=== Source data ===
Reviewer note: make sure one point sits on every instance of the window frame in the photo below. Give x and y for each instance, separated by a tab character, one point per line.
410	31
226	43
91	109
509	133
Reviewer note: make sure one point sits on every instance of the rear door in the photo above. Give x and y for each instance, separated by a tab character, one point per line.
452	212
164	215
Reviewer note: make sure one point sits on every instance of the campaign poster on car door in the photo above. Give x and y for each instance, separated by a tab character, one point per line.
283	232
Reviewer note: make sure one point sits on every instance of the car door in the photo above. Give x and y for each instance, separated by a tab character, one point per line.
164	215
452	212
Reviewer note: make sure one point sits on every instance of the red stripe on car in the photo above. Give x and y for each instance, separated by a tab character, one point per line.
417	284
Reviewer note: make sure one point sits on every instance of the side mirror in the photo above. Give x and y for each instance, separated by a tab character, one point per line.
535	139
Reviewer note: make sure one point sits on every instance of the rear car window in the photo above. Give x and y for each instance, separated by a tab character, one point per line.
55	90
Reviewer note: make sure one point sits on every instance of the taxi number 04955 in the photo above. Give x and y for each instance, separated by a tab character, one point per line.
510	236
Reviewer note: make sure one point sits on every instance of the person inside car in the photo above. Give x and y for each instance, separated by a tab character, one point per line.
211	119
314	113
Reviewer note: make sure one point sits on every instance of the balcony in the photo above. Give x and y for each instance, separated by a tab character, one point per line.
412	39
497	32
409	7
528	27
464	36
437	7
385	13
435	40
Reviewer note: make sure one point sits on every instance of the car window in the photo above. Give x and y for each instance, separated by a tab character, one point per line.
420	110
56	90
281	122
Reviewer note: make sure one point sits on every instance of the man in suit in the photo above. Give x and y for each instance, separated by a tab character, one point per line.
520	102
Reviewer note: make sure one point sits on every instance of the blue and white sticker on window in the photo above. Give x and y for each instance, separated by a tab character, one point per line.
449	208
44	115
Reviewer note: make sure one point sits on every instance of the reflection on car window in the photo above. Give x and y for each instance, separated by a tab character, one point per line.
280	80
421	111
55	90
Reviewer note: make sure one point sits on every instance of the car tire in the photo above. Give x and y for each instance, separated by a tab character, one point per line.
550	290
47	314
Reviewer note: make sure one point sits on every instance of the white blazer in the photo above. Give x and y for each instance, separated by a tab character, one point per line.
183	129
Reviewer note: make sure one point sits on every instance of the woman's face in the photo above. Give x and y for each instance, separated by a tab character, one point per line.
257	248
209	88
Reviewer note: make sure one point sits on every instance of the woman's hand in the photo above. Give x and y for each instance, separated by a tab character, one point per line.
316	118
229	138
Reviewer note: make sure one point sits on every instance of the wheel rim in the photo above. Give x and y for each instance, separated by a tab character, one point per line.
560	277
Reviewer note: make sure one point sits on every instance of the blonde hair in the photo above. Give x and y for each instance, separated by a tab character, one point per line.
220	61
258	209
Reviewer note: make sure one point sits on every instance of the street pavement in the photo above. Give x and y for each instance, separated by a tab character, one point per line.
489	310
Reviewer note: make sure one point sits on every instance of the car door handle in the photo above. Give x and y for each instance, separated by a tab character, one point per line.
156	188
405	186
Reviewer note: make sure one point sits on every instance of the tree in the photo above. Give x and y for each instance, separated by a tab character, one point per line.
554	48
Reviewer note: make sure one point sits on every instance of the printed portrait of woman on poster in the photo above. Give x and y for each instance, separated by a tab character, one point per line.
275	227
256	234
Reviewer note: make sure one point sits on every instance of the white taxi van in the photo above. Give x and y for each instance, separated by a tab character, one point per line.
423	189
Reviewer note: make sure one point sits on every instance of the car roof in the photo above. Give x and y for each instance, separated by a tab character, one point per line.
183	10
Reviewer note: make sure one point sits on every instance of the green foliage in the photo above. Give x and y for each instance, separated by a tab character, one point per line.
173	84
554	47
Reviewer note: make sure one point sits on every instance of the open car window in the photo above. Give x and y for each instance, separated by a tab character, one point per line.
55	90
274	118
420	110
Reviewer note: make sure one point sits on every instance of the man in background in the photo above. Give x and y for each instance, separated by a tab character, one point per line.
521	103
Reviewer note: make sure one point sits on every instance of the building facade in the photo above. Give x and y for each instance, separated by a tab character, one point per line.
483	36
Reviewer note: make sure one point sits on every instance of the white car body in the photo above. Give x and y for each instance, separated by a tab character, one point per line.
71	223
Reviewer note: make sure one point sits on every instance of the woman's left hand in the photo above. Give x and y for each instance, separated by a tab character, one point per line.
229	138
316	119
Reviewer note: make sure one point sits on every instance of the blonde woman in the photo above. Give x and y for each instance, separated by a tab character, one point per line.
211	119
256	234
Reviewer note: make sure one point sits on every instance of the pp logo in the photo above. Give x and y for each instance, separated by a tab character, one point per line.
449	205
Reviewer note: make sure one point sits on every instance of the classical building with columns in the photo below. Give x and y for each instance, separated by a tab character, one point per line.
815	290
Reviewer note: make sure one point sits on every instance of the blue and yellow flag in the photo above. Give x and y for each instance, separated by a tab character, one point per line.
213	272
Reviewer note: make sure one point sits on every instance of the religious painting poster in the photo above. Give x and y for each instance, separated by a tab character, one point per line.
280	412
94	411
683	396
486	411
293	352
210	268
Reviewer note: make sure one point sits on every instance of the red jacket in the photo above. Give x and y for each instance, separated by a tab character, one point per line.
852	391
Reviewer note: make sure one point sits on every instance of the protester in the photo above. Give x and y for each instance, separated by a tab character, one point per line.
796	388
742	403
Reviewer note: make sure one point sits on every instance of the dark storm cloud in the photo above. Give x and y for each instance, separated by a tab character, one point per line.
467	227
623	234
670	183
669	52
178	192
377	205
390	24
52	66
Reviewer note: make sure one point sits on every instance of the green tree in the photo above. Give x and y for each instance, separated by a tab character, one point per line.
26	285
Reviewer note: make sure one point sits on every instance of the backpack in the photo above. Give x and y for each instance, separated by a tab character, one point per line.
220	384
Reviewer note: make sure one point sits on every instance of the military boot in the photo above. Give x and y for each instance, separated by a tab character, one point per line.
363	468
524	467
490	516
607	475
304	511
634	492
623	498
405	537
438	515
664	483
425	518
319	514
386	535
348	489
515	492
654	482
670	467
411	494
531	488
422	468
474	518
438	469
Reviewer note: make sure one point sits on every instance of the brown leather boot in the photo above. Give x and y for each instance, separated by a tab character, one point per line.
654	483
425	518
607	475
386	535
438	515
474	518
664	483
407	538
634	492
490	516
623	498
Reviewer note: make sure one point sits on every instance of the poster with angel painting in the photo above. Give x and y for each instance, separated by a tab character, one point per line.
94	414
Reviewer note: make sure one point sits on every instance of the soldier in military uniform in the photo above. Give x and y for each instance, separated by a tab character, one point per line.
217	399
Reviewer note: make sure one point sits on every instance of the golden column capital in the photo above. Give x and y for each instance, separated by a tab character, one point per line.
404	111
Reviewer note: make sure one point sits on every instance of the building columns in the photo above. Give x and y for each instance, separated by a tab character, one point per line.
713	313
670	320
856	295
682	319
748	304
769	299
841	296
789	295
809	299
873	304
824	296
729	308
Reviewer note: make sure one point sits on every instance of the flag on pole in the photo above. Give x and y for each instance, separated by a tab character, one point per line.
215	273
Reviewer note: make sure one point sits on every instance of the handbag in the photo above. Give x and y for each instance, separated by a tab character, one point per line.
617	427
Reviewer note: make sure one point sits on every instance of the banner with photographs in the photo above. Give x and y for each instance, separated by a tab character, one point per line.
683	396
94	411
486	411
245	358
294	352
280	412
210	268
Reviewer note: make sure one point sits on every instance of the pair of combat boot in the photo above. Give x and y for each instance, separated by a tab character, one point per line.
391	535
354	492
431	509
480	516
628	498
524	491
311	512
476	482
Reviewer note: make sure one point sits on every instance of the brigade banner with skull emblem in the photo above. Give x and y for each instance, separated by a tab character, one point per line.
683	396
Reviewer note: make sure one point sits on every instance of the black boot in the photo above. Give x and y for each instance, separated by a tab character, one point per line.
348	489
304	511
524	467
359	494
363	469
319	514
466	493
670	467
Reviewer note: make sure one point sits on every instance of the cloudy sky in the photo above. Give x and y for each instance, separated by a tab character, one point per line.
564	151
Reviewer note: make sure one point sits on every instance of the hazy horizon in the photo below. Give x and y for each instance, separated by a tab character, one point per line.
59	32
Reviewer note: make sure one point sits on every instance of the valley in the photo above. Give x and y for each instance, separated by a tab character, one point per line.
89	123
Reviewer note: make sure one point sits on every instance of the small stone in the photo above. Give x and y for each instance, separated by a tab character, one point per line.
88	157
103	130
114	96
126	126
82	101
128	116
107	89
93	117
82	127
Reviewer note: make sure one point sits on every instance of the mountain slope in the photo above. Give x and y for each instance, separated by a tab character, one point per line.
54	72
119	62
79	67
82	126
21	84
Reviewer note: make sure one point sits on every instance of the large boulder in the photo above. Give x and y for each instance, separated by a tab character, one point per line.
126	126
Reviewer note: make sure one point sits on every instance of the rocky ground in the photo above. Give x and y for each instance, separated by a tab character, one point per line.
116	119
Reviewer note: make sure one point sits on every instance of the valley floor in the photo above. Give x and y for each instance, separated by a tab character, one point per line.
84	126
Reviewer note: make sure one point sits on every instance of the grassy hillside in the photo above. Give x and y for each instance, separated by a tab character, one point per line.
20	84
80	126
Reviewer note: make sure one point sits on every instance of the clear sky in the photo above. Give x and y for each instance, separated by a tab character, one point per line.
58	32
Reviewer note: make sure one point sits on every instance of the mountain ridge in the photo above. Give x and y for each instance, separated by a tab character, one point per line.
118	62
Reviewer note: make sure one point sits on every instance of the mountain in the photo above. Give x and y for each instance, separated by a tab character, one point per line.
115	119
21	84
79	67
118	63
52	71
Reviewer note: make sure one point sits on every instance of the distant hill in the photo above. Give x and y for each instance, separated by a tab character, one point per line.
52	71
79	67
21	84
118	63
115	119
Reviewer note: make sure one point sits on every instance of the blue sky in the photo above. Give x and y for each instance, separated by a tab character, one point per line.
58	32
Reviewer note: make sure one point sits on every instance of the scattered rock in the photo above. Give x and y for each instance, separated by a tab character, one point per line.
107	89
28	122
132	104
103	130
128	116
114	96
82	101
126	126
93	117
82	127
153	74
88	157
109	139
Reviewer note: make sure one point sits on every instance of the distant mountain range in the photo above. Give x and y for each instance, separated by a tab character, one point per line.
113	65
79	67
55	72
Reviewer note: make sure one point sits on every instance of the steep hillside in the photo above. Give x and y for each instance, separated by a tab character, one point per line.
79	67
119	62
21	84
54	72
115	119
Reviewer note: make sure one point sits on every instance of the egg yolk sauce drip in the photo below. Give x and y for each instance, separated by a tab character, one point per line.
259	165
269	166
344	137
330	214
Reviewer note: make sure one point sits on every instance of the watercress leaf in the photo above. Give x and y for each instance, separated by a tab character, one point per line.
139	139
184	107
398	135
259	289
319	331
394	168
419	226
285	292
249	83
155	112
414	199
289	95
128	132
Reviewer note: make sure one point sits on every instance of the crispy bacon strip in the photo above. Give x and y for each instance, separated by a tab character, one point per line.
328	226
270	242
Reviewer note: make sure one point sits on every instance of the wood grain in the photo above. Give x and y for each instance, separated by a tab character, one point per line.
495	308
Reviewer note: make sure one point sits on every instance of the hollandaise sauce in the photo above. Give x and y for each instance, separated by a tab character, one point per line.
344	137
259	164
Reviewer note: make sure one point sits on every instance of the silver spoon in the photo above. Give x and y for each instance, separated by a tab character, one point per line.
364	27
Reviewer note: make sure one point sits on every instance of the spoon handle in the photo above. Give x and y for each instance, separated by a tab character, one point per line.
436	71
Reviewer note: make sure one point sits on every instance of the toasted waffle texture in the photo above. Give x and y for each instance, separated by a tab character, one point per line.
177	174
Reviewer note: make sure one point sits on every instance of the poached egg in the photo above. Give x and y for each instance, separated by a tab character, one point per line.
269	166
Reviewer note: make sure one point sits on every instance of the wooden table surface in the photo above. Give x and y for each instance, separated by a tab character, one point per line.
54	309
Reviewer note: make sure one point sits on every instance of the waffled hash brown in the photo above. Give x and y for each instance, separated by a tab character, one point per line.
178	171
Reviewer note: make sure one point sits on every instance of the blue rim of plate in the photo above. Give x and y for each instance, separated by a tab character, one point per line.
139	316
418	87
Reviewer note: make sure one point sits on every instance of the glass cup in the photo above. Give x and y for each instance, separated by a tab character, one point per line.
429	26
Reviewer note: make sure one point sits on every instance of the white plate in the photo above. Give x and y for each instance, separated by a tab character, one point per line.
===
- _Exercise aim_: Retype exactly, please, only the lines of the entries that run from the one containing "of the glass" to the last.

- _Answer to this problem_:
Reviewer note: make sure one point sits on every instance of the glass cup in the photo above. Give x and y for each instance, separated by a tab character, one point per line.
429	26
Reviewer note: make sure one point sits on every instance of the white plate in the photo above. Give x and y for each instance, separated by a tab character, one point per line.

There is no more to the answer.